■ What you need to do ■
Render every line of the material below as a JSON list of strings, one string per line, with blank lines skipped and the pictures left out.
..............................
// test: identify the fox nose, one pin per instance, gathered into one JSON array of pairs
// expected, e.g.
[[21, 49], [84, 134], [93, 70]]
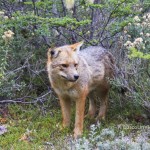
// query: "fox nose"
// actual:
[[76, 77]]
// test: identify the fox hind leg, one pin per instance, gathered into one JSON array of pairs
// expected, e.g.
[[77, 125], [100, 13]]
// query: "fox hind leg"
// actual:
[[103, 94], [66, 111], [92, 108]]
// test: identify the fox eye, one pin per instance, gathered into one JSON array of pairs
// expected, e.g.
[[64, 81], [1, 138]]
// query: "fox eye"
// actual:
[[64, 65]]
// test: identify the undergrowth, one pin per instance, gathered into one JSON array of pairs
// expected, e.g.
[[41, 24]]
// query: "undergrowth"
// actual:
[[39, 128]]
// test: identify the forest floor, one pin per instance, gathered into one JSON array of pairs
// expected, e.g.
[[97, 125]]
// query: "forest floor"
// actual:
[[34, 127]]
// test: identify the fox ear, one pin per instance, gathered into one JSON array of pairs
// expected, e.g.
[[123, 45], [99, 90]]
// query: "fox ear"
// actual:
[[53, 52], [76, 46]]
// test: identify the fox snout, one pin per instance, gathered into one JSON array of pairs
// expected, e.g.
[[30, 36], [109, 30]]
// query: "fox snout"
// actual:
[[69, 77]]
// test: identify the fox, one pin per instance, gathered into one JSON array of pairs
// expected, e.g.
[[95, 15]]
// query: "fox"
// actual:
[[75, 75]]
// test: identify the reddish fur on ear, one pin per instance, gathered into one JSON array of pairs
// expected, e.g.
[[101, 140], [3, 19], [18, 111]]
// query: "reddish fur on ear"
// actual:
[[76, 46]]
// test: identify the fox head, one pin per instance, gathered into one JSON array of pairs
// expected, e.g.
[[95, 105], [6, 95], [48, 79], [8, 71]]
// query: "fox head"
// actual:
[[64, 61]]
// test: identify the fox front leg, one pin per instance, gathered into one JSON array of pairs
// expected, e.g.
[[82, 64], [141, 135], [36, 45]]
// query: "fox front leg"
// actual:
..............................
■ Answer to this problem ■
[
  "// test: identify the fox nose, one pin per instance, gathered into one JSON array of pairs",
  "// expected, e.g.",
  "[[21, 49], [84, 134], [93, 70]]",
  "// query: \"fox nose\"",
  "// actual:",
  "[[76, 77]]",
  "// test: identify the fox hind leg, one pin per instance, gathered into one JSON array of pairs",
  "// expected, e.g.",
  "[[77, 125], [100, 13]]",
  "// query: \"fox hind leg\"",
  "// actual:",
  "[[103, 94], [66, 111], [92, 108]]",
  "// test: identify the fox eye, one pin per instance, gathered into one JSON array of pairs",
  "// expected, e.g.",
  "[[64, 81], [1, 138]]",
  "// query: \"fox eye\"",
  "// actual:",
  "[[64, 65]]",
  "// test: identify the undergrowth, one pin per instance, gathered into one JSON array of pairs",
  "// expected, e.g.",
  "[[41, 24]]",
  "// query: \"undergrowth\"",
  "// actual:",
  "[[39, 128]]",
  "// test: identify the forest floor, one pin per instance, gathered into one JSON array of pairs",
  "// expected, e.g.",
  "[[97, 125]]",
  "// query: \"forest floor\"",
  "// actual:",
  "[[34, 127]]",
  "// test: identify the fox ear, one pin per instance, gathered into one JSON array of pairs",
  "// expected, e.g.",
  "[[123, 45], [99, 90]]",
  "// query: \"fox ear\"",
  "// actual:",
  "[[53, 52], [76, 46]]",
  "// test: identify the fox snout, one pin per instance, gathered into one JSON array of pairs",
  "// expected, e.g.",
  "[[30, 36], [109, 30]]",
  "// query: \"fox snout\"",
  "// actual:",
  "[[69, 77]]",
  "// test: identify the fox, one pin per instance, gathered into one JSON array of pairs",
  "// expected, e.g.",
  "[[95, 15]]",
  "// query: \"fox\"",
  "// actual:",
  "[[75, 75]]",
  "// test: identify the reddish fur on ear, one pin per instance, gathered into one JSON array of pairs",
  "// expected, e.g.",
  "[[101, 140], [3, 19], [18, 111]]",
  "// query: \"reddish fur on ear\"",
  "// actual:",
  "[[76, 46]]",
  "// test: identify the fox head, one pin per instance, gathered into one JSON array of pairs",
  "// expected, e.g.",
  "[[95, 105], [6, 95], [48, 79], [8, 71]]",
  "// query: \"fox head\"",
  "// actual:",
  "[[64, 61]]",
  "// test: identify the fox front leg, one pin per instance, gathered into one JSON array of pairs",
  "// expected, e.g.",
  "[[82, 64], [141, 135], [36, 45]]",
  "// query: \"fox front leg\"",
  "// actual:"
]